Text extract:
┌──

MR R DE LACY QC (instructed by Emrys Jones & Co, Powys SY21 7RZ) appeared on behalf of the Appellant
MR D STOCKILL (instructed by England Stickland and Hampton, Birmingham B24 8AA) appeared on behalf of the Respondent

____________________

HTML VERSION OF JUDGMENT
____________________

Crown Copyright ©

    Friday, 18th January 2002

  1. LORD JUSTICE SCHIEMANN: Lord Justice Chadwick will deliver the first judgment.
  2. LORD JUSTICE CHADWICK: This is an appeal against an order made on 29th March 2001 by Mr David Oliver QC sitting as a Deputy Judge of the High Court in Chancery Division on an appeal from Master Bowman in proceedings brought by the appellant, BJ Aviation Limited, against the respondent, Pool Aviation Limited, to recover possession of land and buildings known as Mid Wales Airport and situated near Welshpool in Powys. The appeal raises a short question of construction as to the effect in a clause giving an option to renew for a further seven years the agreement under which the respondent was appointed to operate the airport of the words "subject to the re-negotiation of the rent payable".

└──

Recorded information:
┌──

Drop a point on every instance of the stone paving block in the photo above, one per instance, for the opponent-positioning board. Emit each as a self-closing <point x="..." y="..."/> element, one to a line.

└──

Exercise description:
According to the court judgment, what is the name of the airport whose possession the appellant sought to recover?

Problem solution:
Mid Wales Airport, near Welshpool in Powys.